Texte extrait:
Malgré cette universalité, la musique reste tribale : les tribus des fous d’opéra, celle du rock, celle de la pop, du reggae, de la folk, de la biguine, de l’orgue, des percussions …Elle a aussi des racines profondes dans une culture, dans un territoire, et peut accompagner chacun dans ses exils. Elle est signe de reconnaissance et d’identité. Si elle transcende les frontières, elle donne des repères.

Le management travaille aussi avec la culture mais la respecte-t-il vraiment ? Mais la « McDonaldisation » guette aussi le monde de la musique après s’être étendue depuis longtemps sur le monde des entreprises.

Données fournies:

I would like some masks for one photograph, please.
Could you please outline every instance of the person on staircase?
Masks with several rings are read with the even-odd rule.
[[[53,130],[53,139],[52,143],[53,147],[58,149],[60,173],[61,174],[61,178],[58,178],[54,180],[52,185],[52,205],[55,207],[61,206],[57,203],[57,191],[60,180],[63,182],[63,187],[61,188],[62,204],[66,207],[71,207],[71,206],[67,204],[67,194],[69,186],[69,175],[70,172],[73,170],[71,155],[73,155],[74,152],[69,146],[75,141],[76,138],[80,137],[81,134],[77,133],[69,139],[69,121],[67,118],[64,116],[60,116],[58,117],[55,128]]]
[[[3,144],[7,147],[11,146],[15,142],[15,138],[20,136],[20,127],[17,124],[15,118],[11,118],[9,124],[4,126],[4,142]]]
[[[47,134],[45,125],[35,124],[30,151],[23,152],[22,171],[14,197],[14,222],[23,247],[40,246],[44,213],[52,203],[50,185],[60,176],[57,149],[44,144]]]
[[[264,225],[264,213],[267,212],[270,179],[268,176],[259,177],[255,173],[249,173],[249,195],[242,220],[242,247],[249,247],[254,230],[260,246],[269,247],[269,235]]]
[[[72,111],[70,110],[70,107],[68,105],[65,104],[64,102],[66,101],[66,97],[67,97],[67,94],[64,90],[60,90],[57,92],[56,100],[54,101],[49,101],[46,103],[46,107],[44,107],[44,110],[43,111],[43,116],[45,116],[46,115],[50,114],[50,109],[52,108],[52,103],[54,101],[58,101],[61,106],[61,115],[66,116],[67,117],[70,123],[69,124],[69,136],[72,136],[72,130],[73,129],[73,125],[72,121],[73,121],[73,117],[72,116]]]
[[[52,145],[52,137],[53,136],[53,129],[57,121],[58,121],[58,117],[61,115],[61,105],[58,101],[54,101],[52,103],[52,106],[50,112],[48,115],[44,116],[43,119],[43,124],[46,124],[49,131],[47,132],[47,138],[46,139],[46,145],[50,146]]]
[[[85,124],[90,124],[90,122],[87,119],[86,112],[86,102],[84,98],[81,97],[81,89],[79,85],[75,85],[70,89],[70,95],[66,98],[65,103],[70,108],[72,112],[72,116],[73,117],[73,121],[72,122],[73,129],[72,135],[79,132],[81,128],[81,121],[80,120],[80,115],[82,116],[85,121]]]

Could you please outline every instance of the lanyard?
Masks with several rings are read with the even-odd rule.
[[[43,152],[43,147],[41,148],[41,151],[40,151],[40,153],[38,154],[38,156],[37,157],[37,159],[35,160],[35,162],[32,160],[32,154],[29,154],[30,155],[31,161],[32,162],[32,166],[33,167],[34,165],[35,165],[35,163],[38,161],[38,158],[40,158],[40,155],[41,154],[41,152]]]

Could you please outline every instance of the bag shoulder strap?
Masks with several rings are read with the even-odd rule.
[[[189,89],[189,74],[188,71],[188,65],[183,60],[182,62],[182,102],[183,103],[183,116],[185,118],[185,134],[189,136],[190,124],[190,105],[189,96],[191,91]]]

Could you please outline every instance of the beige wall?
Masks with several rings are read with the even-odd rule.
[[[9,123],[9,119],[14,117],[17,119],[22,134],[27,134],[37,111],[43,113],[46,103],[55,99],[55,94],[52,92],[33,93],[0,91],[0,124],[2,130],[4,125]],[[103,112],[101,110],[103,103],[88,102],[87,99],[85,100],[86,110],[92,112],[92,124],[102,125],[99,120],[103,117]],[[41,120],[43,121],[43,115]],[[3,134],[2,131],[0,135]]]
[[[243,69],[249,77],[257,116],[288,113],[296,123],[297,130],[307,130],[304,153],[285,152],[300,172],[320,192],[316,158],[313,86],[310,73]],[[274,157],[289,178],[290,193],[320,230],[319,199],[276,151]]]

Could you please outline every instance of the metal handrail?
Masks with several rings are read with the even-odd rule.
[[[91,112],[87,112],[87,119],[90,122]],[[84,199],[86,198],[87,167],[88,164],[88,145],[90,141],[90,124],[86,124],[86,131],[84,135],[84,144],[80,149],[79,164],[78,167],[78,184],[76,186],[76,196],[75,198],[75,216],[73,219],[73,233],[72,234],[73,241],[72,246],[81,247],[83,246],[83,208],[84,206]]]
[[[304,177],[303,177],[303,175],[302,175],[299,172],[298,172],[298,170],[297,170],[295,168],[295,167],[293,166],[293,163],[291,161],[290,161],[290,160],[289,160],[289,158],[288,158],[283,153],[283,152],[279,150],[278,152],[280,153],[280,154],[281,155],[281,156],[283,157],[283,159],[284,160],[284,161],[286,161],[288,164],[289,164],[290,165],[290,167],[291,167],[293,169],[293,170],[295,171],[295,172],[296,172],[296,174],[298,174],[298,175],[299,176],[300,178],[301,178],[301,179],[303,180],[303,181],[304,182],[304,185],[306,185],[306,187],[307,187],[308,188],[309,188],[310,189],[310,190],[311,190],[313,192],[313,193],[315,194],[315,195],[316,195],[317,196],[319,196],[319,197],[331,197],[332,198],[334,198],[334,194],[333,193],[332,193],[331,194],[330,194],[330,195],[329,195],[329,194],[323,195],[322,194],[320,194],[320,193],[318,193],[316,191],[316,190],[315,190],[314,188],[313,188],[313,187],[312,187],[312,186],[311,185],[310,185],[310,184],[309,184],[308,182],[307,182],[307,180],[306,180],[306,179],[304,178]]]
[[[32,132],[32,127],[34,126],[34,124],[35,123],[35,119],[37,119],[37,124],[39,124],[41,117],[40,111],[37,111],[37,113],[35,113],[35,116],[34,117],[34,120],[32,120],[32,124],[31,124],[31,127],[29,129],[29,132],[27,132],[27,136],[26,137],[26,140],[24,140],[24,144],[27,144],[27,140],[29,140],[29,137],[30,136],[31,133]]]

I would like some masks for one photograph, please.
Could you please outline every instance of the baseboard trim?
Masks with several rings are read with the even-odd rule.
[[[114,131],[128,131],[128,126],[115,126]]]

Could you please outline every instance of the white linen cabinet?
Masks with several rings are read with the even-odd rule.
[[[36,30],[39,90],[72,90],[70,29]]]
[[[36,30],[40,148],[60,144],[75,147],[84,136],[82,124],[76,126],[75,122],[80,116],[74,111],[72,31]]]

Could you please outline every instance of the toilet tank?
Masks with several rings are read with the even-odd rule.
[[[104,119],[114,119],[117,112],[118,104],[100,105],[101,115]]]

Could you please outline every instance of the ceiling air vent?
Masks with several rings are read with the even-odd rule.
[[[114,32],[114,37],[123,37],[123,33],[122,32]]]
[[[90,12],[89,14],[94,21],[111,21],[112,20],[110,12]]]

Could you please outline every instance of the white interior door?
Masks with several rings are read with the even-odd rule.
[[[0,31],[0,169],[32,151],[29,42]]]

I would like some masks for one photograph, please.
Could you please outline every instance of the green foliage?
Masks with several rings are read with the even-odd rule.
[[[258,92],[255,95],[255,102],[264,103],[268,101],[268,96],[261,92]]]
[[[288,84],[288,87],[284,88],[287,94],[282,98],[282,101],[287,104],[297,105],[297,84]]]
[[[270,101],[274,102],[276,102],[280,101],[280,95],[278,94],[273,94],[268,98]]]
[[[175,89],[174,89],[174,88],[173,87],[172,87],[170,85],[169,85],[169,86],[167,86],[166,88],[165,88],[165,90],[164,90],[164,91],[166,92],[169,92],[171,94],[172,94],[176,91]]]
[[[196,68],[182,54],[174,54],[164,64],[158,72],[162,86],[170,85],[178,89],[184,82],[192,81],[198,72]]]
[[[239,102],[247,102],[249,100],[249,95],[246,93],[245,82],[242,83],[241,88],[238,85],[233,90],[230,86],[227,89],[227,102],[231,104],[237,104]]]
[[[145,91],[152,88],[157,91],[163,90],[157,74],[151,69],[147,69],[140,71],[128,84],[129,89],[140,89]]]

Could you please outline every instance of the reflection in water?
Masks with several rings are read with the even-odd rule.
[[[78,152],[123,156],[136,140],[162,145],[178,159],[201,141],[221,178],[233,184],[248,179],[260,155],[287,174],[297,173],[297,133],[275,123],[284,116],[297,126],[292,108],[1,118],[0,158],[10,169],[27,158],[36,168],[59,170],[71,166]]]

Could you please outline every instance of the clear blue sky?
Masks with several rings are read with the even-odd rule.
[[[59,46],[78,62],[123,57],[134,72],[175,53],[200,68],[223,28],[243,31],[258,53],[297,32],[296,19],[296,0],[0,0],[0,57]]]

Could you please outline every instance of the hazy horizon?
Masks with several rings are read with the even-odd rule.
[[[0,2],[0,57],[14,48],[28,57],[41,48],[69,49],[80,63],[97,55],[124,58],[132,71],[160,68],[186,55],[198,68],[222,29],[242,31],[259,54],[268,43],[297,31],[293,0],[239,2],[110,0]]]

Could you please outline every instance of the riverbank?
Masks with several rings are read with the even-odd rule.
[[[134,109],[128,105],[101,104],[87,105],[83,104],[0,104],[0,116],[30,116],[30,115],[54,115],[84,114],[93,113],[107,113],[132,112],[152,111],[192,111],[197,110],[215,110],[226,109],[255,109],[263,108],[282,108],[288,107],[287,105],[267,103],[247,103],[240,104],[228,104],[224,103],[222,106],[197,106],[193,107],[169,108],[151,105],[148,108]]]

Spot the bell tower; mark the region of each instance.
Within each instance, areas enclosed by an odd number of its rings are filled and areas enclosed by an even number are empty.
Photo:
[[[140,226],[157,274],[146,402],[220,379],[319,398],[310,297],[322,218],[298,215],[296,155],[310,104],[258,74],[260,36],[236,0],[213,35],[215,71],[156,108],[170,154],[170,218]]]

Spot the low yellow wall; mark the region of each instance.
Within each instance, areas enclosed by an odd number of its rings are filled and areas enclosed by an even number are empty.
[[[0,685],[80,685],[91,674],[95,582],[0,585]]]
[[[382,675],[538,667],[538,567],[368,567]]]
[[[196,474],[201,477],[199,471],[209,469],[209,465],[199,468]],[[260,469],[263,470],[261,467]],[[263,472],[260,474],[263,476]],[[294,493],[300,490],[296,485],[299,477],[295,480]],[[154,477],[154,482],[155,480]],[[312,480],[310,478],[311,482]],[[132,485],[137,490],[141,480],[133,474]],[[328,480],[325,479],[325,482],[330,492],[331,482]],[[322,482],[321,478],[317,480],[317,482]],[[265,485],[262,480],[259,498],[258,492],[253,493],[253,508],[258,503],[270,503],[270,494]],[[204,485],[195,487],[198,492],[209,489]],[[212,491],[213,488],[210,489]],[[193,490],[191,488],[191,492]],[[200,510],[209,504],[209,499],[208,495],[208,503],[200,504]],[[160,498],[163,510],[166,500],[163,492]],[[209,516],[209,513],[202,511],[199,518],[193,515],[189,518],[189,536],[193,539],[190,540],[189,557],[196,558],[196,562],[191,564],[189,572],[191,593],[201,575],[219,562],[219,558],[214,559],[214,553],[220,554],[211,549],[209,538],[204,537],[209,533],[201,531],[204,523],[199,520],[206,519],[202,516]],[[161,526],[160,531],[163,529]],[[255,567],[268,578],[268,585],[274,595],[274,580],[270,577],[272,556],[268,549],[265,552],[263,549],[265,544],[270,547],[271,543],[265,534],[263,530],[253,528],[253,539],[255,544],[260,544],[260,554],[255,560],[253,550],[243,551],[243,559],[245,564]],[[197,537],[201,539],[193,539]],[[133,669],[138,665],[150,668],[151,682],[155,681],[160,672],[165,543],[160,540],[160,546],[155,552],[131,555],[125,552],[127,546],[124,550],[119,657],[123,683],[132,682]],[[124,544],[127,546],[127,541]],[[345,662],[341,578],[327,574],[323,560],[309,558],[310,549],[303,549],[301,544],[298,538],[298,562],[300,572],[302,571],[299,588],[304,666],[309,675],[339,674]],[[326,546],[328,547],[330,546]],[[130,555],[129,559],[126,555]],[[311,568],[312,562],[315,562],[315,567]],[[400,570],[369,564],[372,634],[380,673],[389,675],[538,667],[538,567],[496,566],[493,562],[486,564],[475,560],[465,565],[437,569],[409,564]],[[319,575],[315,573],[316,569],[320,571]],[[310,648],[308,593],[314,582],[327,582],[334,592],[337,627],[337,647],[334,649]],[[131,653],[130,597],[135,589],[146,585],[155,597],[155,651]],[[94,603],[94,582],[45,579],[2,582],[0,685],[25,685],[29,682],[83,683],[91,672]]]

Consigne: Affichez à l'identique l'intégralité du texte extrait ci-dessus.

Réponse:
Malgré cette universalité, la musique reste tribale : les tribus des fous d’opéra, celle du rock, celle de la pop, du reggae, de la folk, de la biguine, de l’orgue, des percussions …Elle a aussi des racines profondes dans une culture, dans un territoire, et peut accompagner chacun dans ses exils. Elle est signe de reconnaissance et d’identité. Si elle transcende les frontières, elle donne des repères.

Le management travaille aussi avec la culture mais la respecte-t-il vraiment ? Mais la « McDonaldisation » guette aussi le monde de la musique après s’être étendue depuis longtemps sur le monde des entreprises.